## Available records
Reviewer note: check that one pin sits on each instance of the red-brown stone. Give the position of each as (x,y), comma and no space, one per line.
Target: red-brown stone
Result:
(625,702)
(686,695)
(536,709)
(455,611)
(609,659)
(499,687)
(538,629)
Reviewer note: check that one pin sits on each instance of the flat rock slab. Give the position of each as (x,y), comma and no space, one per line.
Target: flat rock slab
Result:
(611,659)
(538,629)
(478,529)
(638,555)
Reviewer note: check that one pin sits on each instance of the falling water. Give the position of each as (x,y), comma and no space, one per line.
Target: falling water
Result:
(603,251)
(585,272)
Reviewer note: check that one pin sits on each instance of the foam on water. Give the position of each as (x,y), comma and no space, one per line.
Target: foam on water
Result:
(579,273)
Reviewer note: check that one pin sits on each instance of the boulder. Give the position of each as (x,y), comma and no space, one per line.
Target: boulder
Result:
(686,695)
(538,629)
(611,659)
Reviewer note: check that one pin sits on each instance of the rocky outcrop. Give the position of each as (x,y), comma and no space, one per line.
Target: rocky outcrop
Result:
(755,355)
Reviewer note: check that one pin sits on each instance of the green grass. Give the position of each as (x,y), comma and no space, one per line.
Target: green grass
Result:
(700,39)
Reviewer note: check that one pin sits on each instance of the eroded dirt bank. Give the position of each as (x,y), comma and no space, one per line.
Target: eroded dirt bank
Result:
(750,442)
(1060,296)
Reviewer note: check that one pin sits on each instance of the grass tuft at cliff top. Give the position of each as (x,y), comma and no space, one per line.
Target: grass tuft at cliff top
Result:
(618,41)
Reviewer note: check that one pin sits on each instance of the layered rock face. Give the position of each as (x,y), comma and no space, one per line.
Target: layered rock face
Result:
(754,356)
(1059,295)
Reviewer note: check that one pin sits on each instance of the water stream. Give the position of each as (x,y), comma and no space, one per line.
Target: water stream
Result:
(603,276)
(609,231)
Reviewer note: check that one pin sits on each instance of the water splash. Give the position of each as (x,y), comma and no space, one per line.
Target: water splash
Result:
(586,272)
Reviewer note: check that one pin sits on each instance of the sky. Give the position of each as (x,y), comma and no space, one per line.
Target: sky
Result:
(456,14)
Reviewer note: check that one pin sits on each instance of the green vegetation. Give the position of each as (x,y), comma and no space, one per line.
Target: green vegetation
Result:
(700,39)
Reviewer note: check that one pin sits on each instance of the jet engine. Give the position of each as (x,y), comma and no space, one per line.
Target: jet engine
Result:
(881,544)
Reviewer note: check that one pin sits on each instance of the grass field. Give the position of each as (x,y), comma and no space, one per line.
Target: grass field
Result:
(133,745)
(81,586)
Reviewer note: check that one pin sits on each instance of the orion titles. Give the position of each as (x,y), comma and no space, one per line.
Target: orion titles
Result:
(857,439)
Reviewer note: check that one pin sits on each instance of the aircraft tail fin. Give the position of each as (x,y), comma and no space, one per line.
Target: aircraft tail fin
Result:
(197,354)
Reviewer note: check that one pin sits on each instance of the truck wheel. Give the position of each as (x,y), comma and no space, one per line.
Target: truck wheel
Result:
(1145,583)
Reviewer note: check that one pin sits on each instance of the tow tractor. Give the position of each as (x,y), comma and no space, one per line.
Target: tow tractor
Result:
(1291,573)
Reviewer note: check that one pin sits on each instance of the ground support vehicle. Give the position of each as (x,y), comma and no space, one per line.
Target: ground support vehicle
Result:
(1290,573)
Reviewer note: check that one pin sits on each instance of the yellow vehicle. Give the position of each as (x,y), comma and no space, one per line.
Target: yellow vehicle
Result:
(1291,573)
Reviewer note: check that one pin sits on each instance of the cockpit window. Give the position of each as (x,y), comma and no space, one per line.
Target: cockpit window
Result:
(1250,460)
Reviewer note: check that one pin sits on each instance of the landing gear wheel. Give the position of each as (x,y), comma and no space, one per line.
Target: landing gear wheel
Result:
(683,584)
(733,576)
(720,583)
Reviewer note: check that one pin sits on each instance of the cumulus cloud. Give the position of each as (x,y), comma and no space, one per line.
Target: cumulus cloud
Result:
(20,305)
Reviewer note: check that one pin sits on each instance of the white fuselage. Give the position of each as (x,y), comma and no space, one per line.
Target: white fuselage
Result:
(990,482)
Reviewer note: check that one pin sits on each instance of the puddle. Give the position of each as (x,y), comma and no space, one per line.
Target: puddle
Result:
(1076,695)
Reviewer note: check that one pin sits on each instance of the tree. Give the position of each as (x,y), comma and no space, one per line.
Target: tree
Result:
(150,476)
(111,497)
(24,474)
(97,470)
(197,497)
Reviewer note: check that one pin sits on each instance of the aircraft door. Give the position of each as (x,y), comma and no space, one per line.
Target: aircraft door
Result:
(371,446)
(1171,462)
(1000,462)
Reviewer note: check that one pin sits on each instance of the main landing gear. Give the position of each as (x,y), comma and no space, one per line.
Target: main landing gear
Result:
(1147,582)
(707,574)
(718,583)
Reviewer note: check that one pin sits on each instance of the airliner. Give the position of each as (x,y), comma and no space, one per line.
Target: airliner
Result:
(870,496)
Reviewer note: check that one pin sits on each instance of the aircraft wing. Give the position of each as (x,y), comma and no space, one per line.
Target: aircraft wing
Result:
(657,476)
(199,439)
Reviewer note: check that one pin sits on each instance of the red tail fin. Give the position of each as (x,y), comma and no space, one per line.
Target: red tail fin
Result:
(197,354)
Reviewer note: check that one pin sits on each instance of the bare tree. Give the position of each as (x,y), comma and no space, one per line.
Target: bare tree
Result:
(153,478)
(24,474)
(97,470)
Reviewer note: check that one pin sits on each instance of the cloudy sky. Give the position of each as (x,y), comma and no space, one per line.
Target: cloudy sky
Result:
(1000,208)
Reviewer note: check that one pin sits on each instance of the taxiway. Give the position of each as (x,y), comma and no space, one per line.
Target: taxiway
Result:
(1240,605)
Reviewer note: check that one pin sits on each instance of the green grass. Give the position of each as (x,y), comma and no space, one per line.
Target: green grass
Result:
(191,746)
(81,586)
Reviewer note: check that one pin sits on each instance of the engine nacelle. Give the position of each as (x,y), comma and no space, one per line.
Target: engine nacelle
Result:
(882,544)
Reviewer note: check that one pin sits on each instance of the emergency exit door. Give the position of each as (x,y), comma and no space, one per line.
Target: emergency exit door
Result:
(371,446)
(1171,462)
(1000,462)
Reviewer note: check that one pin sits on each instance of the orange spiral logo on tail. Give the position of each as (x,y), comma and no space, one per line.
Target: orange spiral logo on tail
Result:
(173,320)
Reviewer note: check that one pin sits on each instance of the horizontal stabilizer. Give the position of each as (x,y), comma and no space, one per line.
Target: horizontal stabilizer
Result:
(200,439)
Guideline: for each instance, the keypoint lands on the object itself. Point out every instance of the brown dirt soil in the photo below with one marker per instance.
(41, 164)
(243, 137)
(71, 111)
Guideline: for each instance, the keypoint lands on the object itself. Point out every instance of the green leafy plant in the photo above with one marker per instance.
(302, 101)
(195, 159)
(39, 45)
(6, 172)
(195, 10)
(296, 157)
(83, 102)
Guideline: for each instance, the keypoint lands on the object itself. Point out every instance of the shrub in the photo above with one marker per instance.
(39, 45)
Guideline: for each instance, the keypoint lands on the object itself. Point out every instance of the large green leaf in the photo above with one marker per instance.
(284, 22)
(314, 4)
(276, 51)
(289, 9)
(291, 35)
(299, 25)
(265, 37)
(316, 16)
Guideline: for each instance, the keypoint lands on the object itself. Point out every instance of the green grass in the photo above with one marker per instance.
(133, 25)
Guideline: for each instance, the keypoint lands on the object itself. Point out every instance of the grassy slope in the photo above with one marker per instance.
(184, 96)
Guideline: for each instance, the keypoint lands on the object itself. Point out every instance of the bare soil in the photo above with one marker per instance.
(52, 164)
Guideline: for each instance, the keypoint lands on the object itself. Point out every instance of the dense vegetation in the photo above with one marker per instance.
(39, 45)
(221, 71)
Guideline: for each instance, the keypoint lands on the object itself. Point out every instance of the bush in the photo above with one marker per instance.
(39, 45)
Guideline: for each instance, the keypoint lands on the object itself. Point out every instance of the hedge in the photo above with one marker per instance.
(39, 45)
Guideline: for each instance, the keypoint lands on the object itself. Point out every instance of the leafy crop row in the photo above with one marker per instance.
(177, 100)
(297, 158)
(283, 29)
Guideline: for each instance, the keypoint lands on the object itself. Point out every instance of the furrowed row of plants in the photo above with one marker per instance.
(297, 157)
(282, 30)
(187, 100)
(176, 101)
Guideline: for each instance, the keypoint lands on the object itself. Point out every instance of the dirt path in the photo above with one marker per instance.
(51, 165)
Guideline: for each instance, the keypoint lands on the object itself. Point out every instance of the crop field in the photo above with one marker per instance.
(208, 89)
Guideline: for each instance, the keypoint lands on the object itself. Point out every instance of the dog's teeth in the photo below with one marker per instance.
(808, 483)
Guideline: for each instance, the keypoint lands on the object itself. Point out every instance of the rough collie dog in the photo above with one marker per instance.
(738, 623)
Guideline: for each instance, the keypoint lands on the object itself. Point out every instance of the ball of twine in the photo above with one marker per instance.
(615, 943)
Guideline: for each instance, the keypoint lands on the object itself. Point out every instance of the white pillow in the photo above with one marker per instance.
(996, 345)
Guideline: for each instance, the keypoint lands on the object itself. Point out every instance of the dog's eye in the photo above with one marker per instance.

## Problem description
Produce an exact copy of the lines from the one containing "of the hedge" through the last line, and of nothing else.

## Exercise response
Guideline: for each instance, the keypoint lands on the object itself. Point out every instance of the hedge in the photo above with one marker per instance.
(39, 45)
Guideline: for each instance, the keypoint lands on the object itself. Point out every instance of the leafy crop row in the photo above with one marker per instance.
(177, 100)
(297, 158)
(283, 29)
Guideline: for each instance, the keypoint lands on the object itself. Point out every instance of the furrowed row of plants in the photo above with one marker per instance.
(297, 157)
(282, 30)
(187, 100)
(176, 101)
Guideline: for each instance, the keypoint lands on the object itself. Point out every instance of the dirt path in the photo above with one marker per instance.
(51, 165)
Guideline: for each instance, the keypoint lands on the object itself. Point out every instance of the crop field in the photo above with one marker per instance.
(208, 89)
Guideline: for each instance, the keypoint lands on the object itself. Point out every instance of the dog's teeth in the photo below with one marker per instance.
(808, 483)
Guideline: for each instance, the keypoint lands on the object itself. Point out every instance of the rough collie dog in the photo above with one marker per instance.
(738, 623)
Guideline: for each instance, the keypoint lands on the object itself. Point out every instance of the ball of twine in the photo above with one marker per instance.
(615, 943)
Guideline: for each instance, the keypoint lands on the object itself. Point out every instance of the white pillow in the photo above with one marker per instance.
(996, 345)
Guideline: for each instance, the keypoint lands on the object itself. Point out every instance of the dog's eye in the photo above with one marker per instance.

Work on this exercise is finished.